- **EXERCISE GOAL**
Starting at the line containing "Target: gate frame" and ending at the end of the records, repeat the lines with "trophy" changed to "cup" wherever it appears and everything else left as it is. Leave the pictures out of your answer.

[Items from a dataset]
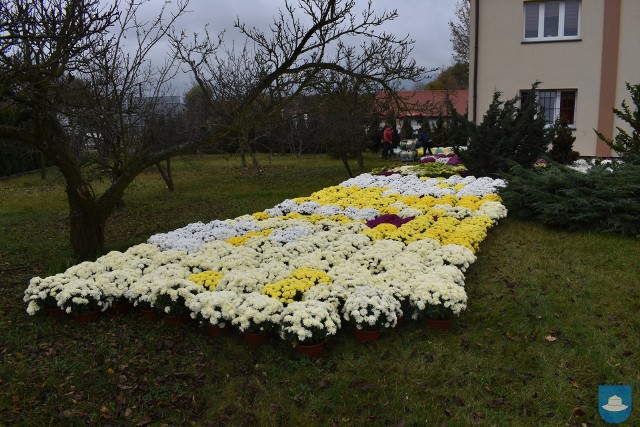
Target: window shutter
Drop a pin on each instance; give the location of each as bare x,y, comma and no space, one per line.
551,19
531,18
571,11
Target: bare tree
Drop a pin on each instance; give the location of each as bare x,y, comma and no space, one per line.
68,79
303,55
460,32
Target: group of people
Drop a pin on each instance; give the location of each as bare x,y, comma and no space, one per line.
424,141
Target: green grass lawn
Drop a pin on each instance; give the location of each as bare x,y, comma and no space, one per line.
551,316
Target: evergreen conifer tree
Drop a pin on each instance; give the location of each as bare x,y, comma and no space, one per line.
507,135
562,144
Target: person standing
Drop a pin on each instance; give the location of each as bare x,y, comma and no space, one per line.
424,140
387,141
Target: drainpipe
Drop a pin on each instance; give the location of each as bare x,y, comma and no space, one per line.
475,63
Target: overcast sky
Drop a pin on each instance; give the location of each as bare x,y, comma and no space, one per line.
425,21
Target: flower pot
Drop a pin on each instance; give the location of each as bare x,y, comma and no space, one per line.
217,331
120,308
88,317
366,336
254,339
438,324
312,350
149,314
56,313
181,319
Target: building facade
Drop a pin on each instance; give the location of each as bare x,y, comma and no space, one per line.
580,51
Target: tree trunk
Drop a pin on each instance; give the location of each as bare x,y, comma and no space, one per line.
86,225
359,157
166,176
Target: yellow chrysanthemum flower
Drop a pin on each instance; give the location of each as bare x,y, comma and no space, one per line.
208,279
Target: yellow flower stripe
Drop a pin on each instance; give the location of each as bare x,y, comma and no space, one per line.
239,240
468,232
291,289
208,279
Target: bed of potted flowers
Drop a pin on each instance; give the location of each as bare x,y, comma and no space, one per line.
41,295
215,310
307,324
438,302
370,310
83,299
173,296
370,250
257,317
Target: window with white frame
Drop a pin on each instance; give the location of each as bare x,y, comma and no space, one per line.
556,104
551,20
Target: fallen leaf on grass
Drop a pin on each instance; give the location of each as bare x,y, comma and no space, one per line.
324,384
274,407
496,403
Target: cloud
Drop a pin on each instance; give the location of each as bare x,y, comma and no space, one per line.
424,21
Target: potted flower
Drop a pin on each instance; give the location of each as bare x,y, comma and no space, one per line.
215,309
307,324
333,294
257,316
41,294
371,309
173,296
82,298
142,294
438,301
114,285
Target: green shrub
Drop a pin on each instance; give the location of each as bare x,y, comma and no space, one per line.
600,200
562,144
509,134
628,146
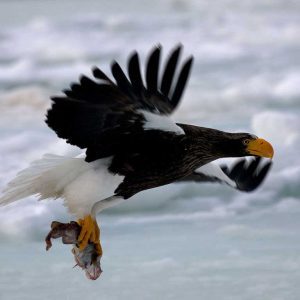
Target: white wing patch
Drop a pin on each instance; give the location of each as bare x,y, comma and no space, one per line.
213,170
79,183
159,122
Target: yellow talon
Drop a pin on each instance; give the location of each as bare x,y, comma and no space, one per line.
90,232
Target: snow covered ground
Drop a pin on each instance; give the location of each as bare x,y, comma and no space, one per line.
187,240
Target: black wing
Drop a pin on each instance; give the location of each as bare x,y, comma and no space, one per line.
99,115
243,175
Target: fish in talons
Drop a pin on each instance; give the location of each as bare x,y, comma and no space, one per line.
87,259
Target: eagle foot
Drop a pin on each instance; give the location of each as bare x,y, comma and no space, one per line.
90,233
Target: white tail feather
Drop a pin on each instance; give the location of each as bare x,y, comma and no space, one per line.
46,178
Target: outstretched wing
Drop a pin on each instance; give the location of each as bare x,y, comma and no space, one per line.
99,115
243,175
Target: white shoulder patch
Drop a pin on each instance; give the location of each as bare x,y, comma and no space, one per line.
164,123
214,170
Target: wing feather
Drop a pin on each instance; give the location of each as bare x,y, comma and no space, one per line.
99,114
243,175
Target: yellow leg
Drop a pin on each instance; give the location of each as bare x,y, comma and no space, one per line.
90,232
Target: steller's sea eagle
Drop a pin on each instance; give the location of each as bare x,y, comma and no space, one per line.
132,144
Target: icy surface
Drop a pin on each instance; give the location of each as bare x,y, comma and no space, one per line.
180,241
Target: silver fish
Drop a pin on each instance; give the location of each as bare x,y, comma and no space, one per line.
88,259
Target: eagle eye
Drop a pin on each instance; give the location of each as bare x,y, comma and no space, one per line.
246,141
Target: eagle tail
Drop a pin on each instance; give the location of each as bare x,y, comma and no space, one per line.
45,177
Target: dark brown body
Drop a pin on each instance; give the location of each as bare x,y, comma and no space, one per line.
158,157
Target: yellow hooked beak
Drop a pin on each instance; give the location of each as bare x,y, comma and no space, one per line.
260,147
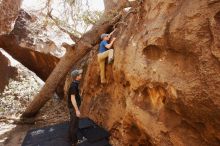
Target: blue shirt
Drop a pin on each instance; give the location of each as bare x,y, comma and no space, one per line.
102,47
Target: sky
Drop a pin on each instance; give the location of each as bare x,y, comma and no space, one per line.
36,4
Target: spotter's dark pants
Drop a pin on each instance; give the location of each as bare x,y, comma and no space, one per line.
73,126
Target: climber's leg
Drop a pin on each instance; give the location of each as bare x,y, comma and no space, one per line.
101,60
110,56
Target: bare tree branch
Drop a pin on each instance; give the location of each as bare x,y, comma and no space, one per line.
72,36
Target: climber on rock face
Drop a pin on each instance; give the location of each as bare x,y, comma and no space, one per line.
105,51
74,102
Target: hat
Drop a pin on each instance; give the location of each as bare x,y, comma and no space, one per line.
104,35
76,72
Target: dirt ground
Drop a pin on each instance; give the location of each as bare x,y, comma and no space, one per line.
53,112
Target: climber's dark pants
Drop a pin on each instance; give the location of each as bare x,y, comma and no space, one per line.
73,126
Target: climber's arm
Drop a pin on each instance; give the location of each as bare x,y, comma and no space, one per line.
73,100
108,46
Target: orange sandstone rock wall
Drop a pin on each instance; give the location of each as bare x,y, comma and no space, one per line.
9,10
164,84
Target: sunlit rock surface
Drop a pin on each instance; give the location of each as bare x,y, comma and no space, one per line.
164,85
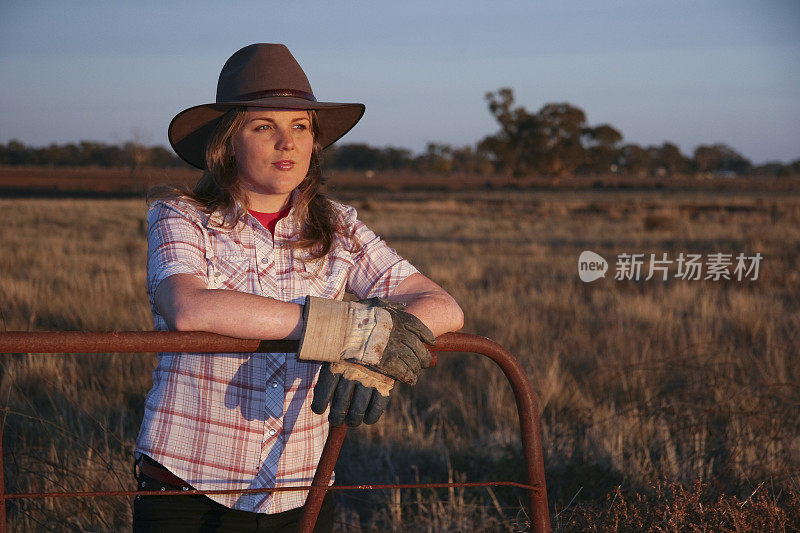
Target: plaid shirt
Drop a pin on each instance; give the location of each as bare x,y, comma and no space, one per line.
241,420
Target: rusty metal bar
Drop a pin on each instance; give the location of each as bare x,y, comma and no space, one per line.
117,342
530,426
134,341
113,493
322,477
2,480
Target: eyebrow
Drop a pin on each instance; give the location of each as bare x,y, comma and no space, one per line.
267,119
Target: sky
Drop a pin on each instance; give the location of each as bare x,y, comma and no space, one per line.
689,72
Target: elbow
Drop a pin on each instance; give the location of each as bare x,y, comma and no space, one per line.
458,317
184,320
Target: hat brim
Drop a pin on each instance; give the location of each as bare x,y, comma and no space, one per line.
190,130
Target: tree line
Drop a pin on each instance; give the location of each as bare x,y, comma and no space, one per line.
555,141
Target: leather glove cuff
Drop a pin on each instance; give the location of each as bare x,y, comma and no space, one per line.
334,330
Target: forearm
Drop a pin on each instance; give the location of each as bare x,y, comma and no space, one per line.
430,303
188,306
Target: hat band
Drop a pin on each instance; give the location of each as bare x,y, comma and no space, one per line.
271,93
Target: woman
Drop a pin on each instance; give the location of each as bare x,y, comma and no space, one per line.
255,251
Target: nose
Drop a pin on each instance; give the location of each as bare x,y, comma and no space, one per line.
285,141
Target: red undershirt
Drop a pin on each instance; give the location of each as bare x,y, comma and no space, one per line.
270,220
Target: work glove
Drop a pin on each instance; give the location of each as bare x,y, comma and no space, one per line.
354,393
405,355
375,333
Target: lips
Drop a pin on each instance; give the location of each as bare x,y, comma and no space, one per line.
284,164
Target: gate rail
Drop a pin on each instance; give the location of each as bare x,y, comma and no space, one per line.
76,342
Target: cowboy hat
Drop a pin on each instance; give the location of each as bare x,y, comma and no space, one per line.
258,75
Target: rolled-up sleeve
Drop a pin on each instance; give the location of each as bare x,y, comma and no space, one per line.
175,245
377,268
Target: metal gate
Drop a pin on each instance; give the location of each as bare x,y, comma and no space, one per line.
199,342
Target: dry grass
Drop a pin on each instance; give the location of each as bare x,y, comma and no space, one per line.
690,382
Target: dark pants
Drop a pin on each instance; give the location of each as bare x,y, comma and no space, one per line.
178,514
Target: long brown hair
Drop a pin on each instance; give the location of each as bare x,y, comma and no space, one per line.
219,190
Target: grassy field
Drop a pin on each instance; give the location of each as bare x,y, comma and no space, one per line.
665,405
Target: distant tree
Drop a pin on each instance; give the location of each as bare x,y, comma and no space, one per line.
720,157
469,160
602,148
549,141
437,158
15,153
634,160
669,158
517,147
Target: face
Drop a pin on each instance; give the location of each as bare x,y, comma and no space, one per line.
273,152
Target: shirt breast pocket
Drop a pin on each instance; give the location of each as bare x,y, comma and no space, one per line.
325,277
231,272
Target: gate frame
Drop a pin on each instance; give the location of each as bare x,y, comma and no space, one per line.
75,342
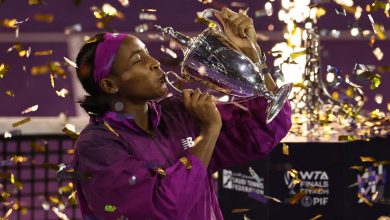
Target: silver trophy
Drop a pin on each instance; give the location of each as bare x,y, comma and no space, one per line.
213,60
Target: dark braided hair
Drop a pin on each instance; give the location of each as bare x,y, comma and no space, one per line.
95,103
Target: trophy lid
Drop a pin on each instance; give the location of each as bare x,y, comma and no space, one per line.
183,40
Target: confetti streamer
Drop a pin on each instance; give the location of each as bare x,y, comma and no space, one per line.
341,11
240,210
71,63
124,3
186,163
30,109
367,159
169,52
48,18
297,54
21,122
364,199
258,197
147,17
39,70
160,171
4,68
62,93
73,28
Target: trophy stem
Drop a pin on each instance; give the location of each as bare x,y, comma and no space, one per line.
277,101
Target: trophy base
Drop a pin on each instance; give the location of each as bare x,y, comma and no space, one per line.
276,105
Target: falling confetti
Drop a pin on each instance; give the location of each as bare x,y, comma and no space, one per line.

- **COMPLETE ANSWER**
Target: gate frame
Drop a pin on each instance; give the location of each as bare x,y, comma and no space, one per line.
75,342
Target: silver cup
Drop a pin on each instance; give the location of each as bare x,y, comma and no space, one per line.
213,60
Target: dark braided hair
Drop a pin on each instance; give the location of each as bare x,y, comma and no space, one per line.
95,103
Target: cup lid
Drop a pin on each instance; give the location of each as bare x,y, comma and no space, one per line.
183,40
Target: confetti streamer
Drop a pin on each instance; give the location of each as bare x,y, comma and no space, one per line.
341,11
240,210
71,63
124,3
186,163
30,109
367,159
169,52
48,18
297,54
21,122
364,199
258,197
147,17
39,70
160,171
4,68
62,93
73,28
Target: cup stem
Drop a pin on each instance; give the location of each as bare x,y, comma and no space, one per line.
277,101
Target: cup base
Drop a pin on each instance; give the location of each as bare x,y, comma and no space, one per line.
276,105
Target: falling confetti
Drop a pin on each instance; give the location of each as bare x,y, comma and no space, one per line.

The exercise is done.